• [PROBLEM DETAILS] Copy the rows below word for word, starting at the one that contains "Question. Place a dot on every instance of the runway" and continuing up to and including the one that contains "(1054, 288)".

• [RECORDS PROVIDED]
= = = = = = =

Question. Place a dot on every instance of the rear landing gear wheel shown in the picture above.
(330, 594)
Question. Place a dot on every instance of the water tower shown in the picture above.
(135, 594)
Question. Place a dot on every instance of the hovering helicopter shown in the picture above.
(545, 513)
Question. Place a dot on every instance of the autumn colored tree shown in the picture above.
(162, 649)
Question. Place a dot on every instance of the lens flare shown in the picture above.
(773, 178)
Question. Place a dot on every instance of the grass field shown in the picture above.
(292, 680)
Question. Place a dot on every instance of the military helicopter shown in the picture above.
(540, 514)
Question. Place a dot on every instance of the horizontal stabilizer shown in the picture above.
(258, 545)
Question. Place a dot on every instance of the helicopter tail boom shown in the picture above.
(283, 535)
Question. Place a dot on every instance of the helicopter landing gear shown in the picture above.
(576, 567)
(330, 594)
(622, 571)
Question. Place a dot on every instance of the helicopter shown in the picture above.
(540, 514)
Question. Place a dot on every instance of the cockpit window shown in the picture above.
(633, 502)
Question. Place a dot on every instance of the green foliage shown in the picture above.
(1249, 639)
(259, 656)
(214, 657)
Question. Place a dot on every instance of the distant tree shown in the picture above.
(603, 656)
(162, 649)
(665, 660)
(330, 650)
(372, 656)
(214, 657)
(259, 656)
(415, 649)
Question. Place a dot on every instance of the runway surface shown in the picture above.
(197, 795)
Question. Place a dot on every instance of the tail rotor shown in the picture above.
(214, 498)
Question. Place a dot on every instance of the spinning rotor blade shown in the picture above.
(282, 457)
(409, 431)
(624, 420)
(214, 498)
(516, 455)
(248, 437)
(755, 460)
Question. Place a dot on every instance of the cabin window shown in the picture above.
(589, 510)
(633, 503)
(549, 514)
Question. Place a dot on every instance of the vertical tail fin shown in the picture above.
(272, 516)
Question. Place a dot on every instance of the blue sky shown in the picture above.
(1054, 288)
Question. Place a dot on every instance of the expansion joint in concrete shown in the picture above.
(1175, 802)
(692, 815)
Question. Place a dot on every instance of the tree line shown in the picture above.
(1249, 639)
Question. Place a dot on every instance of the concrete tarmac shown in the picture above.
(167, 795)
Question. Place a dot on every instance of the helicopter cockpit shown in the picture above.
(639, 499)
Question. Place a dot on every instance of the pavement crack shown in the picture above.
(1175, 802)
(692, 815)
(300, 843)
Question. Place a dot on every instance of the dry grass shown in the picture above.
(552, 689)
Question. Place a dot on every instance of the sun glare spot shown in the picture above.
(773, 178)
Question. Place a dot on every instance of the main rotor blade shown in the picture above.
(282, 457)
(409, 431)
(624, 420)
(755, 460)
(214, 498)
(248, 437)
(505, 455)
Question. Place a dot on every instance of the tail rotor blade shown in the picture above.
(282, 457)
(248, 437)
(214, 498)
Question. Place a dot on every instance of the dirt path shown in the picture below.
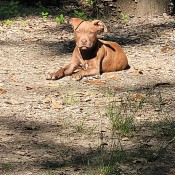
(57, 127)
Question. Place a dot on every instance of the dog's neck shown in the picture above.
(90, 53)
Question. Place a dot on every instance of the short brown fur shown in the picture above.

= = = = = = =

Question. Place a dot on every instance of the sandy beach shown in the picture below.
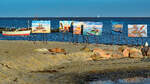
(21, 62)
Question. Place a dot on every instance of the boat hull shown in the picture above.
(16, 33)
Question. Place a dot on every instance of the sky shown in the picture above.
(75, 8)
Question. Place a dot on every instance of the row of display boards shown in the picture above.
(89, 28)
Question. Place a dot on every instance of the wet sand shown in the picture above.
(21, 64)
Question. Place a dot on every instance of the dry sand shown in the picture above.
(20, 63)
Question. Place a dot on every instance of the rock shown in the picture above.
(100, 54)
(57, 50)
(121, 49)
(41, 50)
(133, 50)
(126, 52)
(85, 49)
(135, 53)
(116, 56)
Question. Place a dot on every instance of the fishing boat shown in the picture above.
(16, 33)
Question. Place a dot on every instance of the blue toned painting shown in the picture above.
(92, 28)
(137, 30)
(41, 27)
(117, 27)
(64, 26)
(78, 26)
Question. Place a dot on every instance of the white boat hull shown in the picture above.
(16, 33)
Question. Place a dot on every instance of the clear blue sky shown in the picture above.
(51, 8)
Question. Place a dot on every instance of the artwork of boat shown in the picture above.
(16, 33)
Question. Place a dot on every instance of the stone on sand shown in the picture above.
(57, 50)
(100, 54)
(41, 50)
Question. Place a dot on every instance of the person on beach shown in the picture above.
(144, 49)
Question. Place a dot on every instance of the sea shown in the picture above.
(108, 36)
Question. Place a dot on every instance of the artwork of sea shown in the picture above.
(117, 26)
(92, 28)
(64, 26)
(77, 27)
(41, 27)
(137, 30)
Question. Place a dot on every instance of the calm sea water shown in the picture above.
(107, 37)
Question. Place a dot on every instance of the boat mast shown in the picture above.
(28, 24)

= = = = = = =

• [WRITTEN SOLUTION]
Question. Place a dot on every instance of the runway surface shown in the picture above.
(197, 795)
Question. Place a dot on every instance of the tail rotor shown in the picture above.
(214, 498)
Question. Place a dot on every instance of the spinning rotor blade shown in the picture above.
(282, 457)
(409, 431)
(624, 420)
(214, 498)
(516, 455)
(248, 437)
(755, 460)
Question. Place a dot on every instance of the cabin window shown in the picture above.
(589, 510)
(633, 503)
(549, 514)
Question. Place a dot on every instance of the vertical tail fin shown in the picture above.
(272, 516)
Question. Place a dot on every instance of the blue sky shown in the picture above.
(1054, 288)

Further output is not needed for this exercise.